Exercise aim:
Copy the rows below word for word, leaving out the pictures.

Point labeling dataset rows:
+++++

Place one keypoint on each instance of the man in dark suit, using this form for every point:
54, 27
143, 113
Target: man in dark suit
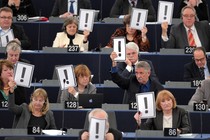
61, 7
6, 16
124, 7
192, 70
179, 34
138, 83
126, 69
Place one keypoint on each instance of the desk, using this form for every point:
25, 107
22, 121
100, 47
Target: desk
101, 34
167, 67
125, 122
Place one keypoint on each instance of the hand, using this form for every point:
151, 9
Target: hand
164, 27
128, 62
137, 117
109, 136
86, 33
66, 15
144, 31
85, 135
72, 91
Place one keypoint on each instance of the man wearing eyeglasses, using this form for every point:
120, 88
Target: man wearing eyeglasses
6, 24
188, 33
199, 68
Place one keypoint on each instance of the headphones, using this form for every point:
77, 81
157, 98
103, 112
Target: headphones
13, 45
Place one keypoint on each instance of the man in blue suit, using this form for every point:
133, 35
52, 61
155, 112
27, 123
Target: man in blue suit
179, 33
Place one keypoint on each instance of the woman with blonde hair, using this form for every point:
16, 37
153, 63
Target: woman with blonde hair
168, 115
37, 113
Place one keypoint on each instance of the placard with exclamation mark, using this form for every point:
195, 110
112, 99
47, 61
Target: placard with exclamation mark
23, 74
146, 104
165, 12
86, 19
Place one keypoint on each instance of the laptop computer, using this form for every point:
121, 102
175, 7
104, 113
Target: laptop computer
91, 100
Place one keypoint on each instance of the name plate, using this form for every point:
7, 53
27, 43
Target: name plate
170, 132
199, 107
189, 49
71, 105
196, 83
4, 104
73, 48
133, 105
22, 17
34, 130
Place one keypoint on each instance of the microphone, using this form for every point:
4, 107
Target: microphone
39, 28
101, 11
64, 130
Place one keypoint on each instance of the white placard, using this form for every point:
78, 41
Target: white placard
23, 74
86, 19
165, 12
6, 37
66, 76
119, 47
146, 104
138, 18
97, 129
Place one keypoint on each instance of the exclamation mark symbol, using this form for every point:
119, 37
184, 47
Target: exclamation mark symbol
138, 19
86, 19
119, 48
165, 13
7, 38
146, 104
65, 73
97, 130
23, 74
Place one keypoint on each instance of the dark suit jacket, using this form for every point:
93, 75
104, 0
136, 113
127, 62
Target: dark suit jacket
122, 7
132, 86
60, 6
180, 120
191, 71
20, 34
125, 73
178, 36
116, 133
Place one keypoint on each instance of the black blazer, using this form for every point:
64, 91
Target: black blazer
178, 36
122, 7
132, 86
191, 71
180, 120
60, 6
116, 133
20, 34
125, 73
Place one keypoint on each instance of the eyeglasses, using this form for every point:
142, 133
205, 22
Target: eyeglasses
9, 18
188, 16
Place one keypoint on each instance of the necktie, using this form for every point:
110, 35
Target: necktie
201, 70
191, 39
71, 9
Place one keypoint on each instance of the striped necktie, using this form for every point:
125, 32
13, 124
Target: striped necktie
191, 39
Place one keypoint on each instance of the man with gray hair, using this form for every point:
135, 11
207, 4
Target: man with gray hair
138, 83
132, 58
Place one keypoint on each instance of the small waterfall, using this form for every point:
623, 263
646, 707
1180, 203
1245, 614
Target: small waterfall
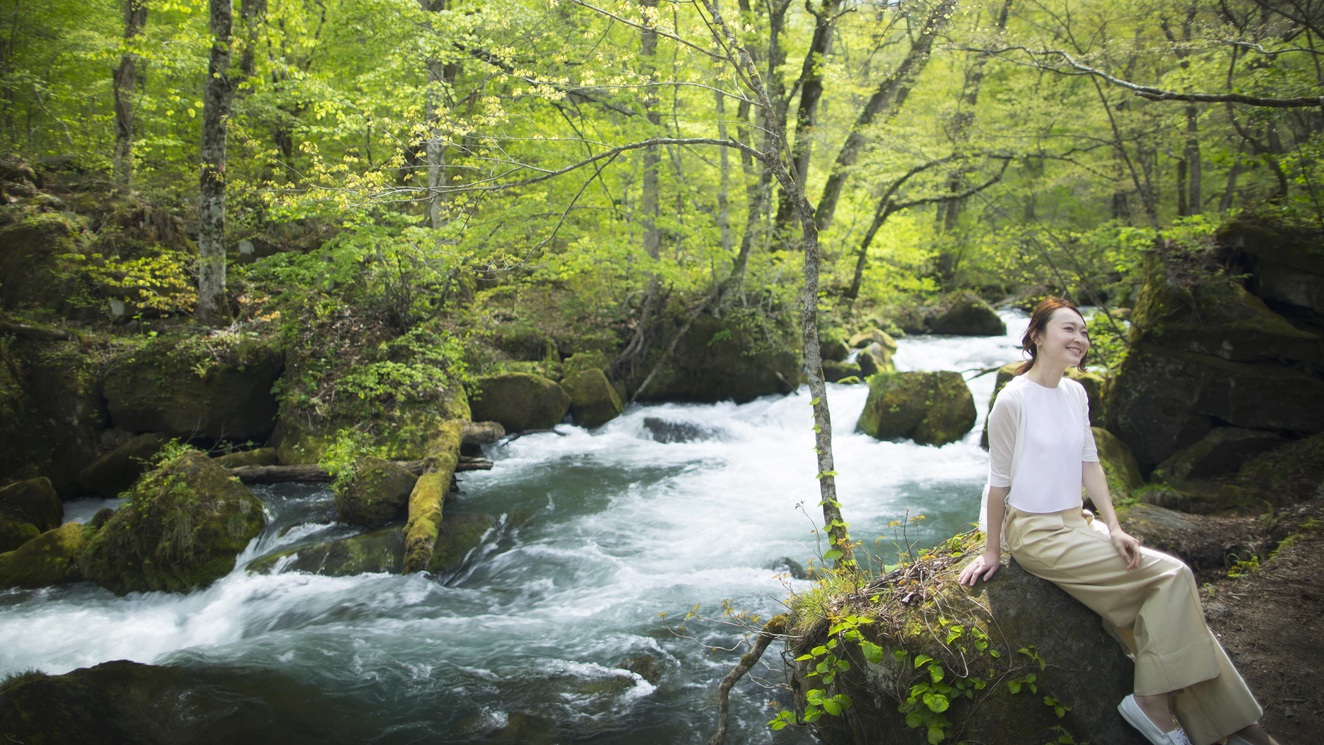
572, 622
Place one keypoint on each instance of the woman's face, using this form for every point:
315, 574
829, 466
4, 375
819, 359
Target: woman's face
1063, 340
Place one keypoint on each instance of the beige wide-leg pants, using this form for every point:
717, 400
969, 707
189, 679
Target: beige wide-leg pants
1156, 610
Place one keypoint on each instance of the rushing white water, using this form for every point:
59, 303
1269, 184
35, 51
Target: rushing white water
600, 532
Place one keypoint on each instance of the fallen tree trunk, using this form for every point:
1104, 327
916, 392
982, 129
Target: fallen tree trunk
313, 473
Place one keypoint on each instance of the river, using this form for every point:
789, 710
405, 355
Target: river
607, 539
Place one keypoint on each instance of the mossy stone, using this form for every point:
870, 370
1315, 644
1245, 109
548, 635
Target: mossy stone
931, 408
378, 494
593, 400
180, 529
49, 559
519, 401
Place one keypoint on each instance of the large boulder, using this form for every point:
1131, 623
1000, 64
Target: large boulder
378, 494
519, 401
1286, 266
726, 359
1119, 466
49, 559
1206, 353
188, 389
52, 412
27, 510
182, 528
593, 400
117, 470
931, 408
1010, 662
964, 314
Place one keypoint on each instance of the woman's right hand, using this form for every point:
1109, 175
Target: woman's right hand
981, 568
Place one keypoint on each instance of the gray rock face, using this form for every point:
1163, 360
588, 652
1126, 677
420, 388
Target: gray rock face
931, 408
519, 401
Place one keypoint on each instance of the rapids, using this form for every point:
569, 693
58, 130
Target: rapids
605, 540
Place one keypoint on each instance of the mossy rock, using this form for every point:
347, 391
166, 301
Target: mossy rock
931, 408
1222, 450
1161, 401
1013, 612
1119, 466
401, 436
458, 536
519, 401
256, 457
964, 314
1210, 312
1288, 474
732, 357
115, 471
52, 396
180, 529
32, 250
180, 388
33, 500
593, 400
49, 559
378, 494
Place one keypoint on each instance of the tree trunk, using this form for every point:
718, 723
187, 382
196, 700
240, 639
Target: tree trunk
841, 552
806, 114
125, 82
887, 99
217, 93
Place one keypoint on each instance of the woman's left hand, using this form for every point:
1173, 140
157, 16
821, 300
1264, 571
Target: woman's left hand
1127, 545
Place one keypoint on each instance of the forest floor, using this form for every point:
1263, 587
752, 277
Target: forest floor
1271, 622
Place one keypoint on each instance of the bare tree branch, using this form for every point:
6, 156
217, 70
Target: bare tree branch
1077, 68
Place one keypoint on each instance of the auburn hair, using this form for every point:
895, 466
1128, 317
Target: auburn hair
1038, 324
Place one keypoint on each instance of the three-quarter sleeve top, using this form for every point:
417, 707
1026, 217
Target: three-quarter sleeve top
1038, 441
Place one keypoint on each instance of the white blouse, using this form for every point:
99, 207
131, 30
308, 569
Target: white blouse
1038, 439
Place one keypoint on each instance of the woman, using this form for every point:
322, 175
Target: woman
1041, 451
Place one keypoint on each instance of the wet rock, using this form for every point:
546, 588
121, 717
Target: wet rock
669, 430
964, 314
256, 457
27, 510
1119, 466
378, 494
593, 400
836, 372
1220, 451
727, 359
931, 408
519, 401
49, 559
183, 389
1022, 613
180, 529
115, 471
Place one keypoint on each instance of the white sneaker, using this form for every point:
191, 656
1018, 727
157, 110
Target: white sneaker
1137, 719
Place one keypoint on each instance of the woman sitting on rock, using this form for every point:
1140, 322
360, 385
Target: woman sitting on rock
1041, 451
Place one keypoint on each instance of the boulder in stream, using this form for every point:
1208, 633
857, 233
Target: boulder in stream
378, 494
519, 401
182, 528
931, 408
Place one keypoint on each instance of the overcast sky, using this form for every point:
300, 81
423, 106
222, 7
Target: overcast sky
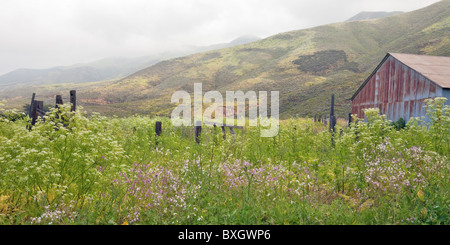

+++++

The answer:
Place one keypoint on each instance of the man in dark suit, using this form for every point:
54, 27
143, 113
Target: man in dark suit
61, 7
6, 16
124, 7
192, 70
179, 34
138, 83
126, 69
Place one keypoint on each instance of the desk, using this form for every point:
25, 107
22, 121
100, 47
Target: desk
101, 34
167, 67
125, 122
Place one keypoint on each instance of the hand, using this form for every point:
151, 9
Target: hand
164, 27
128, 62
137, 117
109, 136
86, 33
66, 15
144, 31
85, 135
72, 91
Place one keypoint on each instance of the man wearing eyeglasses, using this form for every point:
120, 88
Target: man wearing eyeglasses
6, 24
188, 33
199, 68
Place one keypoint on each instance of the headphones, using this form for every point:
77, 81
157, 98
103, 112
Target: headphones
13, 45
Place one keypoint on each instance of the man in blue suit, using this form for every point:
133, 35
52, 61
155, 112
27, 123
Target: man in blue suit
179, 33
Place one keypoint on each instance of the woman with blonde hair, using this form for every point:
16, 37
153, 63
Target: woman with blonde hair
168, 115
37, 113
Place one keypoint on each instance of the placard with exclamation mark, using this form for every point:
195, 110
112, 99
47, 61
Target: placard with exclamation mark
23, 74
146, 104
165, 12
86, 19
Place one keypoint on each instance of the laptop computer, using this form for every point:
121, 102
175, 7
104, 113
Target: laptop computer
91, 100
Place one keypoint on each instance of the name plate, using this form for every point:
7, 53
27, 43
Target: name plate
170, 132
199, 107
189, 49
71, 105
196, 83
4, 104
73, 48
133, 105
22, 17
34, 130
Place one keypoint on each instance of the microphone, using this form for every point:
4, 107
Target: microphone
39, 28
101, 11
64, 130
Place one keypoint on each instance of the white placard, using this form for every point:
78, 41
Target: white placard
23, 74
86, 19
165, 12
6, 37
66, 76
119, 47
146, 104
138, 18
97, 129
Place one keypoint on each instance of the exclamation mark symbol, using this form for every point:
119, 37
184, 47
Target: exclamation mark symbol
138, 19
86, 19
119, 48
165, 13
7, 38
146, 104
65, 73
97, 130
23, 74
Place one keypoint on each instance of the dark suit jacket, using this form for every point:
93, 75
104, 0
136, 113
127, 62
Target: dark suit jacket
122, 7
132, 86
60, 6
180, 120
191, 71
20, 34
125, 73
178, 36
116, 133
Place one keypoint on each instance of the black blazer, using this form for every point:
64, 91
Target: black blazer
178, 36
122, 7
132, 86
191, 71
180, 120
60, 6
116, 133
20, 34
125, 73
Place one keypoint on each instance of the eyeglasses, using this form for every point:
142, 133
205, 22
Target: eyeglasses
9, 18
188, 16
Place one keypoint on each instance of the necktie, using this form for every point:
110, 35
Target: necktie
201, 70
191, 39
71, 9
Place one keypoint on each instance of the striped necktie, using this form for every point:
125, 32
13, 124
Target: striped necktie
191, 39
Place one keypoint on each instance of the man with gray hair, using this form for every point:
135, 11
207, 4
Target: man with gray hair
138, 83
132, 58
Place one keypoint on each instance of the small waterfall, using this form for every point:
623, 263
646, 707
1180, 203
1245, 614
Target: small waterfall
572, 622
Place one keypoint on each instance of the woman's face, using this form for every point:
315, 574
829, 466
4, 375
819, 359
Target: woman's face
1063, 340
Place one keypoint on each instance of the beige wide-leg pants, using this form for every point:
717, 400
969, 707
189, 679
Target: beige wide-leg pants
1156, 610
Place one keypoint on each instance of the rushing white water, using this form for every point:
59, 303
1269, 184
35, 51
Target: rushing white water
600, 532
Place one keypoint on each instance of the fallen tree trunk, using this form for every point:
1104, 327
916, 392
982, 129
Target: fallen tree trunk
313, 473
Place one keypoint on each instance of the river, using this form for every point:
789, 710
405, 355
Target: river
607, 539
Place one keypoint on each instance of the mossy stone, using this form for every point:
870, 370
1315, 644
1245, 109
548, 635
Target: mossy stone
931, 408
378, 494
593, 400
180, 529
49, 559
519, 401
Place one keypoint on each instance of the large boulder, using this form for every point:
1131, 623
1000, 64
Target: large boulder
378, 494
519, 401
1286, 266
726, 359
1119, 466
49, 559
1206, 353
188, 389
52, 412
27, 510
182, 528
593, 400
117, 470
931, 408
1010, 662
964, 314
Place one keypoint on each instance of the woman's right hand, using this form for every point:
1109, 175
Target: woman's right hand
981, 568
Place one keypoint on each instance of the gray rock face, using this form for every point:
1163, 360
588, 652
1126, 677
420, 388
Target: gray rock face
931, 408
519, 401
Place one keypoint on each instance of the rapids, using this form for every point:
569, 693
58, 130
Target: rapids
605, 540
Place one keypoint on each instance of the mossy rock, using this form for every point:
347, 391
166, 301
Target: mossy rock
931, 408
1222, 450
1161, 401
1013, 612
1119, 466
401, 436
458, 536
519, 401
256, 457
964, 314
1210, 312
1288, 474
732, 357
115, 471
52, 396
180, 529
32, 250
180, 388
33, 500
593, 400
49, 559
378, 494
Place one keypoint on each instance of the tree trunk, using this form for every point:
718, 723
187, 382
196, 700
240, 639
Target: tree trunk
841, 552
806, 114
125, 82
887, 99
217, 93
Place one keypoint on each instance of the woman's left hand, using this form for every point:
1173, 140
157, 16
821, 300
1264, 571
Target: woman's left hand
1127, 545
Place one keypoint on each instance of the forest floor, using this form for every point:
1263, 587
752, 277
Target: forest floor
1271, 622
Place one keypoint on each instance of the bare tree branch, using this form for every point:
6, 156
217, 70
Target: bare tree branch
1077, 68
Place one keypoint on each instance of the auburn hair, using this form for every point:
895, 466
1128, 317
Target: auburn hair
1038, 324
Place one keypoint on each instance of the three-quarter sleeve top, using this form for every point:
417, 707
1026, 217
Target: three-quarter sleeve top
1038, 441
Place one keypoint on each instance of the white blouse, using this form for every point:
99, 207
131, 30
308, 569
Target: white blouse
1038, 439
Place one keypoint on each instance of the woman, using this form for every point:
322, 175
Target: woman
1041, 451
Place one keypoint on each instance of the wet rock, using this form for every point:
546, 588
121, 717
Target: wet rock
669, 430
964, 314
256, 457
27, 510
1119, 466
378, 494
593, 400
836, 372
1220, 451
727, 359
931, 408
519, 401
49, 559
183, 389
1022, 613
180, 529
115, 471
Place one keypoint on each instance of the white sneaker, using this form for every point:
191, 656
1018, 727
157, 110
Target: white sneaker
1137, 719
Place one keypoint on each instance of the woman sitting on rock, using this form for every point:
1140, 322
360, 385
Target: woman sitting on rock
1041, 451
Place one keypoint on each instance of the boulder in stream, using this form for every point:
1208, 633
857, 233
Target: boulder in stream
378, 494
519, 401
182, 528
931, 408
Place one keypoint on each instance of the overcast sky, using this form for every point:
300, 81
423, 106
222, 7
Target: overcast sky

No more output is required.